TO DO:
All the entries below should be reproduced exactly.

::::::::

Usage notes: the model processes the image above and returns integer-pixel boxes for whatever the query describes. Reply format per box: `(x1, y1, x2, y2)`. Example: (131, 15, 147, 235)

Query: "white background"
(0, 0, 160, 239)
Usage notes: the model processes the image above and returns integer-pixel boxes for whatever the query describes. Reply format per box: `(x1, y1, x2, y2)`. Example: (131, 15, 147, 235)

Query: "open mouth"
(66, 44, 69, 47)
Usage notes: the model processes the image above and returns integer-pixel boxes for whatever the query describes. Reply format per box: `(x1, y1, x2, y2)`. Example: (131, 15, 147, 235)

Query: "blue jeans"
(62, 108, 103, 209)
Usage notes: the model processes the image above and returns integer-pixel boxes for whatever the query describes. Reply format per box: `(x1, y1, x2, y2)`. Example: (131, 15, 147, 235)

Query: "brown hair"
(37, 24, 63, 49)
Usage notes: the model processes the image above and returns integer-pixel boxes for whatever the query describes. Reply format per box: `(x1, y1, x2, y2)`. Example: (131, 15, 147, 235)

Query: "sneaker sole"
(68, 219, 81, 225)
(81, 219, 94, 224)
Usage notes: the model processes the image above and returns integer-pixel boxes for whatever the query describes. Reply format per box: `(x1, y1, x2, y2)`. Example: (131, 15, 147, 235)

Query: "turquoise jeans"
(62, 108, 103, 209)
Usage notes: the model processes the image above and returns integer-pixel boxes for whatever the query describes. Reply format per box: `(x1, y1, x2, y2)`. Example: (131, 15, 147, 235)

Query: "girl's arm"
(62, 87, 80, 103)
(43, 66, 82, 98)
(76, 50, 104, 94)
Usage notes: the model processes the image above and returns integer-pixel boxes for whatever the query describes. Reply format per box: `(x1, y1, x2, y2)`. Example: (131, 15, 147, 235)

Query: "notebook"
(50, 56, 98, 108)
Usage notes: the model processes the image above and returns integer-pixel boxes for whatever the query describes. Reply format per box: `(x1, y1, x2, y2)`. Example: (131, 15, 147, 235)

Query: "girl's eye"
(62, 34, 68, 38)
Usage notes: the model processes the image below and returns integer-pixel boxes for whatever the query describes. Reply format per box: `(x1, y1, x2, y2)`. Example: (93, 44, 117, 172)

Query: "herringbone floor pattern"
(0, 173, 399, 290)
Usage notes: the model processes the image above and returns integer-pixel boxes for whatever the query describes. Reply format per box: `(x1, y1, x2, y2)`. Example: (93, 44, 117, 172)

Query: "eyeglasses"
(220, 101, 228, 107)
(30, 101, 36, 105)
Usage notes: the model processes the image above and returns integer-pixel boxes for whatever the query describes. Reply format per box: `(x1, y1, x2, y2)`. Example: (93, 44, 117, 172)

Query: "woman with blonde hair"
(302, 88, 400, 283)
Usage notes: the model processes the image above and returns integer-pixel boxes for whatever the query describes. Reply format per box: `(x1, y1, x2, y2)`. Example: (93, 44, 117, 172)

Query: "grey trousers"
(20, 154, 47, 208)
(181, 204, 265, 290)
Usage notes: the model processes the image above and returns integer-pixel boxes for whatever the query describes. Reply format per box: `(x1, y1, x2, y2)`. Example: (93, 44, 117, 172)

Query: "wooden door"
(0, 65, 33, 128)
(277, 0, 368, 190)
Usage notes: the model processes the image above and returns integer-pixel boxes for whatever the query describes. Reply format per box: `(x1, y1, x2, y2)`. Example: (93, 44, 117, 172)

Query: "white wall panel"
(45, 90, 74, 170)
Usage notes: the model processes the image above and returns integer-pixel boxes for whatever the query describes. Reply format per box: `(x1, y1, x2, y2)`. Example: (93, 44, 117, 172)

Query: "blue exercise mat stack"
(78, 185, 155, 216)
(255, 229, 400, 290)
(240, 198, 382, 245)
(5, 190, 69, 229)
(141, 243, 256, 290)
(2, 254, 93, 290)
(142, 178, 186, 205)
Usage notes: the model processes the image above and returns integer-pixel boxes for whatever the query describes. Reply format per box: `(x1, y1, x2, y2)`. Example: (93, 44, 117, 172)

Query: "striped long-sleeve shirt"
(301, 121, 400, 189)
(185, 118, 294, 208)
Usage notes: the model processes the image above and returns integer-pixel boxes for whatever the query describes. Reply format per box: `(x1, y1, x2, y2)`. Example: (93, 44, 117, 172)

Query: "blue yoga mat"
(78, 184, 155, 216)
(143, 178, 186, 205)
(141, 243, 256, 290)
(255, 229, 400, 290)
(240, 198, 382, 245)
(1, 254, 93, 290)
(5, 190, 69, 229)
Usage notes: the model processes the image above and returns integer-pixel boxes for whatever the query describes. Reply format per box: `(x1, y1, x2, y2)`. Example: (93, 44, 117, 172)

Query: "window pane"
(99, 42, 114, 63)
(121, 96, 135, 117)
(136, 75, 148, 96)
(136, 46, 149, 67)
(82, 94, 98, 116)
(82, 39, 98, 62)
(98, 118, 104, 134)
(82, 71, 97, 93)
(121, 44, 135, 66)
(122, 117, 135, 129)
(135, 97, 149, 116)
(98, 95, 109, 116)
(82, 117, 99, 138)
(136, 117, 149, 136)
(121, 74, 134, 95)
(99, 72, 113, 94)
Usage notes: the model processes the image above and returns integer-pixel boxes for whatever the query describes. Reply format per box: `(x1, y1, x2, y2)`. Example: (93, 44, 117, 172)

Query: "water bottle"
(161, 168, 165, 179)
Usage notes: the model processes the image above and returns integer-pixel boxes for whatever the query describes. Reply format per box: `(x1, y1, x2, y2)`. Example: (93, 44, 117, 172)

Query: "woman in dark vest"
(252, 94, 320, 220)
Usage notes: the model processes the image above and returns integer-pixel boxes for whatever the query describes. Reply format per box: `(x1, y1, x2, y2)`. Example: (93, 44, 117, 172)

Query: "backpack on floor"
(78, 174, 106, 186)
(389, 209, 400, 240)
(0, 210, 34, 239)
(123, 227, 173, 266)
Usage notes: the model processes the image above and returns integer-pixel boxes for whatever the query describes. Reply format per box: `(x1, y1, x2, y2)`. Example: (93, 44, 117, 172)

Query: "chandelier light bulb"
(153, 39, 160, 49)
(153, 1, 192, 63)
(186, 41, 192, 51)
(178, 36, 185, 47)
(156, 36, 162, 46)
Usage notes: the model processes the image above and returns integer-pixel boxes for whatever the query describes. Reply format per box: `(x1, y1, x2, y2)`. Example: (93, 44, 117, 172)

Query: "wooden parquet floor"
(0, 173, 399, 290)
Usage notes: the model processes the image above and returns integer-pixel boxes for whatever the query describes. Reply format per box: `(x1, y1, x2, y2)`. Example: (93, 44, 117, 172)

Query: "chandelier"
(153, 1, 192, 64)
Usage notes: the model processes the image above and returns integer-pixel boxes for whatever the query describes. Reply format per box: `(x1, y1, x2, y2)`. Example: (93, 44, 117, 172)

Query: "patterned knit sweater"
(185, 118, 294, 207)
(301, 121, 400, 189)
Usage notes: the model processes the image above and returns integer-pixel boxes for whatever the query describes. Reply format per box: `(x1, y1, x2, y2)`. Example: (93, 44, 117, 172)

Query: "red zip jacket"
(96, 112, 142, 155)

::::::::

EXERCISE OUTPUT:
Usage notes: the model processes the image above and returns integer-pixel boxes for whatever the query describes. Reply format per box: `(x1, y1, x2, y2)`. Example: (131, 15, 147, 235)

Query: "white background"
(0, 0, 160, 239)
Usage notes: the model processes the image above and returns integer-pixel boxes for whatever the query describes. Reply format per box: `(x1, y1, x2, y2)`. Example: (131, 15, 147, 235)

Query: "open mouth"
(66, 44, 69, 47)
Usage notes: the model processes the image above and returns integer-pixel boxes for whatever the query describes. Reply format per box: `(x1, y1, x2, y2)`. Example: (131, 15, 147, 235)

Query: "blue jeans"
(62, 108, 103, 209)
Usage notes: the model processes the image above and returns integer-pixel boxes for whatever the query describes. Reply format per box: `(x1, y1, x2, y2)`. Example: (131, 15, 147, 235)

Query: "brown hair"
(37, 24, 63, 49)
Usage notes: the model processes the image above and returns integer-pixel boxes for whatever the query describes. Reply format per box: `(x1, y1, x2, y2)`. Example: (131, 15, 147, 235)

Query: "sneaker sole"
(68, 219, 81, 225)
(81, 219, 94, 224)
Usage notes: the model processes the image above and returns integer-pixel boxes for whatever the query describes. Reply format per box: `(x1, y1, x2, y2)`. Example: (131, 15, 147, 235)

Query: "turquoise jeans"
(62, 108, 103, 209)
Usage notes: the model processes the image above and returns integer-pixel boxes for whatever the query describes. Reply format per box: `(x1, y1, x2, y2)`. Example: (131, 15, 147, 235)

Query: "girl's arm"
(62, 87, 80, 103)
(43, 66, 82, 98)
(76, 50, 104, 94)
Usage notes: the model processes the image above and returns integer-pixel boxes for whatever the query describes. Reply format per box: `(x1, y1, x2, y2)`. Example: (131, 15, 147, 235)

Query: "notebook"
(50, 56, 98, 108)
Usage notes: the model processes the image above and returns integer-pixel boxes for whatever the query describes. Reply format per box: `(x1, y1, x2, y2)`. Example: (131, 15, 147, 235)

Query: "girl's eye"
(62, 34, 68, 38)
Usage notes: the model processes the image below and returns integer-pixel boxes for whatever the query describes. Reply format per box: `(x1, y1, x2, y2)`. Example: (93, 44, 117, 172)

Query: "herringbone floor pattern"
(0, 173, 399, 290)
Usage notes: the model processes the image above and returns integer-pixel boxes for whatever the query describes. Reply format per box: `(x1, y1, x2, y2)`. Example: (93, 44, 117, 172)

Query: "eyeglasses"
(220, 101, 228, 107)
(30, 101, 36, 105)
Usage notes: the model processes the image above and returns integer-pixel boxes for whatever the query describes. Reply format per box: `(x1, y1, x2, y2)`. Example: (93, 44, 117, 172)

Query: "woman with blonde hair"
(302, 88, 400, 283)
Usage notes: the model processes the image above and returns integer-pixel boxes for whatever the query describes. Reply format per box: `(x1, y1, x2, y2)`. Example: (93, 44, 117, 172)

Query: "grey trousers"
(20, 154, 47, 208)
(181, 204, 265, 290)
Usage notes: the model processes the image above and returns integer-pixel boxes for whatever the query describes. Reply format per box: `(x1, y1, x2, y2)`. Example: (93, 44, 117, 172)

Query: "wooden door"
(0, 65, 33, 128)
(277, 0, 368, 190)
Usage notes: the model processes the image above and returns integer-pixel boxes for whatever the query describes. Reply format per box: `(x1, y1, x2, y2)`. Example: (93, 44, 117, 172)

Query: "white wall panel"
(45, 90, 74, 170)
Usage notes: the model processes the image above and returns integer-pixel boxes for whatever the query describes. Reply format per box: `(x1, y1, x2, y2)`. Example: (93, 44, 117, 172)

Query: "blue exercise mat stack"
(78, 185, 155, 216)
(255, 229, 400, 290)
(240, 198, 382, 245)
(5, 190, 69, 229)
(141, 243, 256, 290)
(2, 254, 93, 290)
(142, 178, 186, 205)
Usage notes: the model processes the image above and returns integer-pixel boxes for whatever the query describes. Reply format per box: `(x1, y1, x2, y2)`. Example: (93, 44, 117, 172)

Query: "striped long-sleeve shirt"
(301, 121, 400, 189)
(185, 118, 294, 208)
Usage notes: the model processes the image above and returns integer-pixel boxes for whatever the query describes. Reply format per box: `(x1, y1, x2, y2)`. Example: (93, 44, 117, 172)

Query: "blue yoga mat"
(78, 184, 155, 216)
(143, 178, 186, 205)
(141, 243, 256, 290)
(255, 229, 400, 290)
(240, 198, 382, 245)
(1, 254, 93, 290)
(5, 190, 69, 229)
Usage notes: the model processes the image above and returns integer-pixel boxes for whatever the query describes. Reply format per box: `(x1, y1, x2, y2)`. Example: (93, 44, 117, 172)

Query: "window pane"
(99, 42, 114, 63)
(121, 96, 135, 117)
(136, 75, 148, 96)
(136, 46, 149, 67)
(82, 94, 98, 116)
(82, 39, 98, 62)
(98, 118, 104, 134)
(82, 71, 97, 93)
(121, 44, 135, 66)
(122, 117, 135, 129)
(135, 97, 149, 116)
(98, 95, 109, 116)
(82, 117, 99, 138)
(136, 117, 149, 136)
(121, 74, 134, 95)
(99, 72, 113, 94)
Usage notes: the model processes the image above and returns integer-pixel boxes for whatever the query describes. Reply format per box: `(x1, y1, x2, y2)`. Example: (93, 44, 117, 172)

Query: "water bottle"
(161, 168, 165, 179)
Usage notes: the model processes the image above and returns integer-pixel boxes for whatever the query describes. Reply format per box: `(x1, y1, x2, y2)`. Example: (93, 44, 117, 172)

Query: "woman in dark vest"
(252, 94, 320, 220)
Usage notes: the model processes the image above and returns integer-pixel boxes for whatever the query describes. Reply format per box: `(x1, y1, x2, y2)`. Example: (93, 44, 117, 172)

Query: "backpack on floor"
(78, 174, 106, 186)
(389, 209, 400, 240)
(0, 210, 34, 239)
(123, 227, 173, 266)
Usage notes: the model processes the image above and returns integer-pixel boxes for whatever the query describes. Reply format per box: `(x1, y1, x2, y2)`. Example: (93, 44, 117, 172)

Query: "chandelier light bulb"
(153, 39, 160, 49)
(153, 1, 192, 63)
(186, 41, 192, 51)
(178, 36, 185, 47)
(156, 36, 162, 46)
Usage notes: the model processes the image above and returns integer-pixel boxes for whatever the query describes. Reply format per box: `(x1, y1, x2, y2)`. Example: (93, 44, 117, 172)

Query: "wooden parquet floor"
(0, 173, 399, 290)
Usage notes: the model processes the image above and returns integer-pixel boxes for whatever the query describes. Reply format per box: `(x1, y1, x2, y2)`. Example: (93, 44, 117, 172)

Query: "chandelier"
(153, 1, 192, 64)
Usage notes: the model processes the image above and returns integer-pixel boxes for whatever the query describes. Reply format per box: `(x1, y1, x2, y2)`. Example: (93, 44, 117, 172)

Query: "patterned knit sweater"
(185, 118, 294, 207)
(301, 121, 400, 189)
Usage notes: the model processes the image above and returns integer-pixel boxes for whatever the query describes. Reply format per box: `(x1, y1, x2, y2)`. Example: (93, 44, 117, 172)

Query: "red zip jacket"
(96, 112, 142, 155)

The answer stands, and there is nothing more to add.